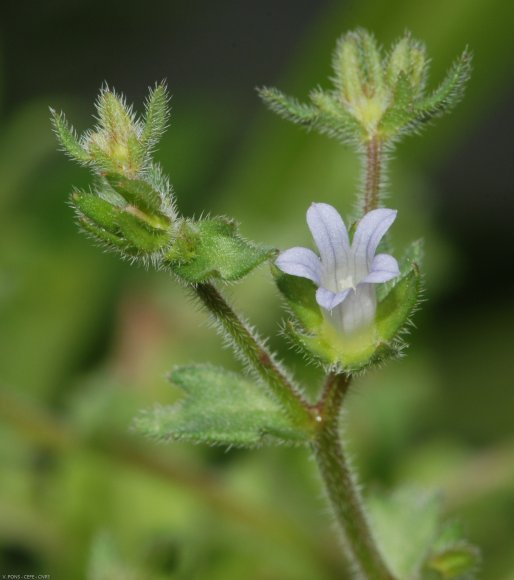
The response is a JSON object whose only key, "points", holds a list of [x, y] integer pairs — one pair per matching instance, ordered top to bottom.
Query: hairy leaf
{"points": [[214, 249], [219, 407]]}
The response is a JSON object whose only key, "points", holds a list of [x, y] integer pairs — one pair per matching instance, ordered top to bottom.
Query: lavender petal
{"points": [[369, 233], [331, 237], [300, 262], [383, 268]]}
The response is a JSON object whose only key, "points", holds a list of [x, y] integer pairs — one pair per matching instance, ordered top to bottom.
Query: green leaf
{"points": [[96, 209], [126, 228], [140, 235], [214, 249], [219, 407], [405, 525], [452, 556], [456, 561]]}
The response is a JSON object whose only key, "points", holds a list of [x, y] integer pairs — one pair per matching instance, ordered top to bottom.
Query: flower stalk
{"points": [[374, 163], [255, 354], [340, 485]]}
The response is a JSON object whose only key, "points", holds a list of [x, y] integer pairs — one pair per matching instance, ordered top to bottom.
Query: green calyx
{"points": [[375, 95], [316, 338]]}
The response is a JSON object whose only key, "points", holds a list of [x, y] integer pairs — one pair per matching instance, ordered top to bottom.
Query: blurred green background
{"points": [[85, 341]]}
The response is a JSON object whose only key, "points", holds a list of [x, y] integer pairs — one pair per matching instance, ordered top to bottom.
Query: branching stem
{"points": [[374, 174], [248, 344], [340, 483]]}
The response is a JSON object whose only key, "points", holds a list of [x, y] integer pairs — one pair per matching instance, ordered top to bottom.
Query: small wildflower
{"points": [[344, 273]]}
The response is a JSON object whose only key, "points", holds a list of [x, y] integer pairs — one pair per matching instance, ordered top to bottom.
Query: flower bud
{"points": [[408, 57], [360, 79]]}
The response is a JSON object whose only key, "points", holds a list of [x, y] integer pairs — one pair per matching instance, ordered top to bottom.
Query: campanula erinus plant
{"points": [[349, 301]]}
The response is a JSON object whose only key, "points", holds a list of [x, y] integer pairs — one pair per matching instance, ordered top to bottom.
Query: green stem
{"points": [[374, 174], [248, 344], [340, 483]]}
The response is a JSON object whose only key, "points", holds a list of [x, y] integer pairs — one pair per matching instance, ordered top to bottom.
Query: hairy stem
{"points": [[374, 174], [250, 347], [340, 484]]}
────────────────────
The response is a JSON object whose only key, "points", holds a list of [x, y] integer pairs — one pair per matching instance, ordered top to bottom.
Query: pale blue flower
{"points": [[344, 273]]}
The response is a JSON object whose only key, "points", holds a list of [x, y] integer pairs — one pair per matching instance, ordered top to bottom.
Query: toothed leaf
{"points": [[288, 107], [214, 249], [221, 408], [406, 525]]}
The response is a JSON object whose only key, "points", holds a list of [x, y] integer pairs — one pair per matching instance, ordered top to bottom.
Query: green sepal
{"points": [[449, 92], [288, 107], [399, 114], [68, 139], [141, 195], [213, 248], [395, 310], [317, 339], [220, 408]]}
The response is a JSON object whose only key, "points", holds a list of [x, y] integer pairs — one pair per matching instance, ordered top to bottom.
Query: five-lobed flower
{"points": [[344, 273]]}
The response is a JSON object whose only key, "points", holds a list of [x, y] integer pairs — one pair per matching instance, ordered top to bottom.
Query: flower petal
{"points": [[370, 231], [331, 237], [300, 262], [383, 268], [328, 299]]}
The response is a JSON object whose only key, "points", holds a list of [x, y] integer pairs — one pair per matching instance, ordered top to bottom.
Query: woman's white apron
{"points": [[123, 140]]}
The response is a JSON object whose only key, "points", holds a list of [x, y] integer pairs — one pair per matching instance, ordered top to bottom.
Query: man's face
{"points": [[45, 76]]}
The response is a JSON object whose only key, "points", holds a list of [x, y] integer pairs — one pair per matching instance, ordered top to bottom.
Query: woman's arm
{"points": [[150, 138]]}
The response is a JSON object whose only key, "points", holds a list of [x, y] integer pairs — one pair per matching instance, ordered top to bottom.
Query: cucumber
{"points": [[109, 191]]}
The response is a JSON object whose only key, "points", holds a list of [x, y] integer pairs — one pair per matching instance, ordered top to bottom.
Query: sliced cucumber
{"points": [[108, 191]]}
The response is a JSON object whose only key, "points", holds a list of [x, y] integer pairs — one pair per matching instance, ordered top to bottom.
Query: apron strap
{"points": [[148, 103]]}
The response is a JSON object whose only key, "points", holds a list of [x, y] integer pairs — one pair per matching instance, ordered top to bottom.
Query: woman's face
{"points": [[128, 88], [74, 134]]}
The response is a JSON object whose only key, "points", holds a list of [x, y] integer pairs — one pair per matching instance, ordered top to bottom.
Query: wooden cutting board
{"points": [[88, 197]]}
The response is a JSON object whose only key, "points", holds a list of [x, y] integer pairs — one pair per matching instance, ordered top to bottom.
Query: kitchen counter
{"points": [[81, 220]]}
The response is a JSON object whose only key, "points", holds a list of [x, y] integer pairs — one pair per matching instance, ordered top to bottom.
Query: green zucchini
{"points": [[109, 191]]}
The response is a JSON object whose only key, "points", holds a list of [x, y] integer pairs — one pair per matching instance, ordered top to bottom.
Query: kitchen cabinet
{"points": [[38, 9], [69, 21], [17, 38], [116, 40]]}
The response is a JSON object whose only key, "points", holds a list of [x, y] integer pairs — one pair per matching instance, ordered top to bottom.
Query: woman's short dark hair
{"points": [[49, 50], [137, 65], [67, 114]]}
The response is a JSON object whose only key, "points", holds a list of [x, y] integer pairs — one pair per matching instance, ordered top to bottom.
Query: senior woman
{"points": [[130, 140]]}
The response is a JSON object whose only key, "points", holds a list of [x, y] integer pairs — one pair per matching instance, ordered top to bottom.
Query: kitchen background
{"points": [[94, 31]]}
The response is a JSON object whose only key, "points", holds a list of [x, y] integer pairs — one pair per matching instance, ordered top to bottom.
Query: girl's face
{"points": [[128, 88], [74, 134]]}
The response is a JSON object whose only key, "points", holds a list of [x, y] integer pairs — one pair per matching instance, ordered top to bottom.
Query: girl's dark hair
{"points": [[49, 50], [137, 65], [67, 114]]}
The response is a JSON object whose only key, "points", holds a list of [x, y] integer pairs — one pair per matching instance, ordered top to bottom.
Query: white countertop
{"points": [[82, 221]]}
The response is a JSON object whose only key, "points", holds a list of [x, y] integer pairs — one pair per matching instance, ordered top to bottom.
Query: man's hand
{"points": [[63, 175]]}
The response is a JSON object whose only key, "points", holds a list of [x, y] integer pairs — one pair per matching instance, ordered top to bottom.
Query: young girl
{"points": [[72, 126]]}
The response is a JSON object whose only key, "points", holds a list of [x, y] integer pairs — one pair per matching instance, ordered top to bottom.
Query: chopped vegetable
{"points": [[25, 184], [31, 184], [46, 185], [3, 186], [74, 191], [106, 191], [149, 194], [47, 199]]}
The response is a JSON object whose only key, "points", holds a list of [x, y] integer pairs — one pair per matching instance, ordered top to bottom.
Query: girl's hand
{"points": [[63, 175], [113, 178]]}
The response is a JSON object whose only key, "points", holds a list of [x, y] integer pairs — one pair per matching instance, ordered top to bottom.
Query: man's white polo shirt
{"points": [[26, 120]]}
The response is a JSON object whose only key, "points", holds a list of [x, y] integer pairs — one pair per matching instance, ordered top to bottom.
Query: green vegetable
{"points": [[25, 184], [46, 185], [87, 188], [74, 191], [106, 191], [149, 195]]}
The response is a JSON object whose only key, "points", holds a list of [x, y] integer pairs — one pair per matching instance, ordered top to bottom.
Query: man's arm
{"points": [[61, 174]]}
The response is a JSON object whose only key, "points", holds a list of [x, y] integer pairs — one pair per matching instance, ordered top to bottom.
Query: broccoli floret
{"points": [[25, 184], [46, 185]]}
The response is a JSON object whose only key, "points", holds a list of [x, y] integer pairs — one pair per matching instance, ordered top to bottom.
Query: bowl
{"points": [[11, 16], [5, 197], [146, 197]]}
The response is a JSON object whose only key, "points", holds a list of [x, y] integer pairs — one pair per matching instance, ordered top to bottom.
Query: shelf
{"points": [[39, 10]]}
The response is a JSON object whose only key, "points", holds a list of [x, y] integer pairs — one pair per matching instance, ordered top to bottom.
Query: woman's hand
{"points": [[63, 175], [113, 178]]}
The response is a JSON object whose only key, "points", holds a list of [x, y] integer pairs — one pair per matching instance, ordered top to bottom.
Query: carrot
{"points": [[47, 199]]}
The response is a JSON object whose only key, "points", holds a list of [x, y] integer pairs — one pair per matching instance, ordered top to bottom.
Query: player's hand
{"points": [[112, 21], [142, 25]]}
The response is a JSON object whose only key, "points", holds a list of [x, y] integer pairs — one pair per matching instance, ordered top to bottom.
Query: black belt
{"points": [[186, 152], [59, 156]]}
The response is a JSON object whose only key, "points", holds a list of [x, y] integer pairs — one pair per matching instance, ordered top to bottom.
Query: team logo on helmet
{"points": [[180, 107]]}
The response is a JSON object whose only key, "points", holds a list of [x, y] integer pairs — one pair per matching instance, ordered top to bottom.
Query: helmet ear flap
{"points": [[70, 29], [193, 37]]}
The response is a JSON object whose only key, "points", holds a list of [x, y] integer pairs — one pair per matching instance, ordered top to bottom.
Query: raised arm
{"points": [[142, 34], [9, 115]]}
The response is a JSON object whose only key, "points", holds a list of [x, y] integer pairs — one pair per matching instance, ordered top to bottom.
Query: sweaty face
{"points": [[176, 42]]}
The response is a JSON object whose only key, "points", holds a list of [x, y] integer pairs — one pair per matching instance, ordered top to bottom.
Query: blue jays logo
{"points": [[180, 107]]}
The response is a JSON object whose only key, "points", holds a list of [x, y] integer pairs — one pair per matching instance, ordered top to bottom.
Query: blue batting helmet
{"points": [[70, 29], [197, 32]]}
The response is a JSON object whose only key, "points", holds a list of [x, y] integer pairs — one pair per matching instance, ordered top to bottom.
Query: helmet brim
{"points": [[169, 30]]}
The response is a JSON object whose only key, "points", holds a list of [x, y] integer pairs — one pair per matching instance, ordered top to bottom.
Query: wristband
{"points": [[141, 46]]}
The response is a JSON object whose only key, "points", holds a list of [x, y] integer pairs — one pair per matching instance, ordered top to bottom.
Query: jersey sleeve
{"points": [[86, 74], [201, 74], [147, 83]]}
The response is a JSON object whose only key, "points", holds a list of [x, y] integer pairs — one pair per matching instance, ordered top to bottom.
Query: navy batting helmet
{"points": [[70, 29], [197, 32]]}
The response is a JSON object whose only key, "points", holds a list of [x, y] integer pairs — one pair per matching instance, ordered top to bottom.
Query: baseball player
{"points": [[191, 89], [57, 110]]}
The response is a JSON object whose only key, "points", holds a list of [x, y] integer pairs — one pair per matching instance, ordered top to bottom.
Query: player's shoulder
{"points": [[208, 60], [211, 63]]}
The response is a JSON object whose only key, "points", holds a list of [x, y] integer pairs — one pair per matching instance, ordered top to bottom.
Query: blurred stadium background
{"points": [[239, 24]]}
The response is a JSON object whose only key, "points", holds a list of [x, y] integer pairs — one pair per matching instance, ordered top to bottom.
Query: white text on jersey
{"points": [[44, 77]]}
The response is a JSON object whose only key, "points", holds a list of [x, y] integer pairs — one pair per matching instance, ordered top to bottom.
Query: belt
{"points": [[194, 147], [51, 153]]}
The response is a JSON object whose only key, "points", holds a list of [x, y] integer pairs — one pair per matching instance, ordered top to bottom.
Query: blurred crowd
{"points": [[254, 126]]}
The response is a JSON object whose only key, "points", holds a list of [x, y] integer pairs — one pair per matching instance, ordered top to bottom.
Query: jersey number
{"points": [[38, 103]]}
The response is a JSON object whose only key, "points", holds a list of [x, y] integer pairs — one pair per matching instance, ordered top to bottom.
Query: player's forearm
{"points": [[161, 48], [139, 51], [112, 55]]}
────────────────────
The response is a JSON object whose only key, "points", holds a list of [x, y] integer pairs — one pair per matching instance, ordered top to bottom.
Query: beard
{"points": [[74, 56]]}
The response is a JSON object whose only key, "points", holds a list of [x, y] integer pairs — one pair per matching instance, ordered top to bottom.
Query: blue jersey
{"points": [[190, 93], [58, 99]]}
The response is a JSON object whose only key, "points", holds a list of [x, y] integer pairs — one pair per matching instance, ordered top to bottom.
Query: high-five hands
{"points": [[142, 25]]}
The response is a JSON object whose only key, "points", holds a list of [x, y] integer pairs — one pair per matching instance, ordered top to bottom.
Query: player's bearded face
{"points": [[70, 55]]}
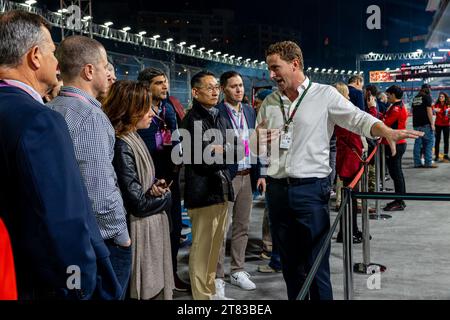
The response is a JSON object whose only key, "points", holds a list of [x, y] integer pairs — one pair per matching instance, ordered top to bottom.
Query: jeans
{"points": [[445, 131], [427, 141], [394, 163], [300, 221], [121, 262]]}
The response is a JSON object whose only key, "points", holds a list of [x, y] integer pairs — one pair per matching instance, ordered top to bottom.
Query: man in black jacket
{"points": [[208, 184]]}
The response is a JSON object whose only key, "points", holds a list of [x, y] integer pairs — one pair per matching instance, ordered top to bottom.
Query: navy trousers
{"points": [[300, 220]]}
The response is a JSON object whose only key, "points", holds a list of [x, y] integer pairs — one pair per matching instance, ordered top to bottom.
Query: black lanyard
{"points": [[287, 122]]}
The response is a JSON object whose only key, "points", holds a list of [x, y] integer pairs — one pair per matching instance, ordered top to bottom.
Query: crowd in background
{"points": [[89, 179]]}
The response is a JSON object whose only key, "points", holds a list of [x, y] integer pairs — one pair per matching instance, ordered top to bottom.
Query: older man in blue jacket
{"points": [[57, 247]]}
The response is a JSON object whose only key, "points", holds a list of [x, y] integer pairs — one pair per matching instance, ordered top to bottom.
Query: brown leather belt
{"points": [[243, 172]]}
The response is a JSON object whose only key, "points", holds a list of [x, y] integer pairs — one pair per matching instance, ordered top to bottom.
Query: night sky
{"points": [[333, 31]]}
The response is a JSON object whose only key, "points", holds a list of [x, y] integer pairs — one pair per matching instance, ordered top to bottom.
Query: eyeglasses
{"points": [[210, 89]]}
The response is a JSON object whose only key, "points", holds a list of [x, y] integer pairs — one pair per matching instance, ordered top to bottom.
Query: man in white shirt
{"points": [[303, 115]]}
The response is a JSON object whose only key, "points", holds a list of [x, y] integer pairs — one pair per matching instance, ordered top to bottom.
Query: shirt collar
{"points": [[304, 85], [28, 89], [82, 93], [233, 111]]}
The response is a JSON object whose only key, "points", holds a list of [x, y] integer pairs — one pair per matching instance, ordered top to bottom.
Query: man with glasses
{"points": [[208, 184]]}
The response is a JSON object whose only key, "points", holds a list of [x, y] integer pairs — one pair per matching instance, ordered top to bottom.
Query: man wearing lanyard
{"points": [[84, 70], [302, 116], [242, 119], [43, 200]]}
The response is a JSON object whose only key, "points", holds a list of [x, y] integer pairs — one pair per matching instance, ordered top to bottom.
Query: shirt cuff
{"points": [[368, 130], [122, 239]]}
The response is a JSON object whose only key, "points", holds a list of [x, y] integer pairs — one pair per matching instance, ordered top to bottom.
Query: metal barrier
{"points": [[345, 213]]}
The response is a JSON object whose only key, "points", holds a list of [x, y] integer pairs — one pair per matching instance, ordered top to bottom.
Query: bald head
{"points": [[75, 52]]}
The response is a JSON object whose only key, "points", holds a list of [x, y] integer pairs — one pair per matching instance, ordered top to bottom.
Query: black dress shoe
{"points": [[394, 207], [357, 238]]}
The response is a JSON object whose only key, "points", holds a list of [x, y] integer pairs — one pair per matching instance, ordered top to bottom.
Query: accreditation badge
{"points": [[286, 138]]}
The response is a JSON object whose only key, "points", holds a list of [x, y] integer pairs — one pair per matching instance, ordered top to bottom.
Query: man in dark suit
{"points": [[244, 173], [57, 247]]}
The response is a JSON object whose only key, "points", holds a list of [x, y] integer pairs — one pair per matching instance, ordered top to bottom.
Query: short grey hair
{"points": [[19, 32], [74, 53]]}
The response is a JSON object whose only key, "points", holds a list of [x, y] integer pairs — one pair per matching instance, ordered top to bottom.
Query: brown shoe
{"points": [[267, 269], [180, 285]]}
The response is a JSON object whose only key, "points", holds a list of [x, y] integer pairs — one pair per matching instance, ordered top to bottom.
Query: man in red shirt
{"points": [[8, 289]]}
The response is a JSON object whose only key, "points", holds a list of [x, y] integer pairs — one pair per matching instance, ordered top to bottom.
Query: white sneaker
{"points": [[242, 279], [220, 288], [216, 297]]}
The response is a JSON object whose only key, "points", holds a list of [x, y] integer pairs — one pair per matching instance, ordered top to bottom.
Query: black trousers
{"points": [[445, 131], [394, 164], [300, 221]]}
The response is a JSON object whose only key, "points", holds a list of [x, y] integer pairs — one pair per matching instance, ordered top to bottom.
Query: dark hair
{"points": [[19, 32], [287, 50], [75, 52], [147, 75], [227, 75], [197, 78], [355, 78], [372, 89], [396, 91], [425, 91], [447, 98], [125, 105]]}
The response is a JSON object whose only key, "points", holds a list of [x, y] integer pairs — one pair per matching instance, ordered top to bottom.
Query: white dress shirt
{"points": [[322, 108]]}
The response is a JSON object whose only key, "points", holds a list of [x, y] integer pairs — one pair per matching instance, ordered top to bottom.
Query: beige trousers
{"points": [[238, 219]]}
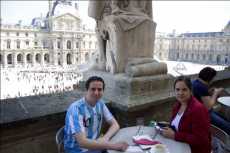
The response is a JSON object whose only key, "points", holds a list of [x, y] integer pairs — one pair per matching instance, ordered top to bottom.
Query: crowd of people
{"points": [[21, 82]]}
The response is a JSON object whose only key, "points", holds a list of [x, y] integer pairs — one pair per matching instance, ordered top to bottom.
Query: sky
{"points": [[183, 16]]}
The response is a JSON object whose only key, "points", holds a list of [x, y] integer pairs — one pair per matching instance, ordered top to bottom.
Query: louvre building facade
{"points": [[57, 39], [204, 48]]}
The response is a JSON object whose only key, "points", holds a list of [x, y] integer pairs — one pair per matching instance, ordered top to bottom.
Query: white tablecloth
────────────────────
**WHAT YOU WILL DO:** How many lines in the records above contain the string "stem"? Reply with the number alone.

**EXERCISE RESPONSE:** 3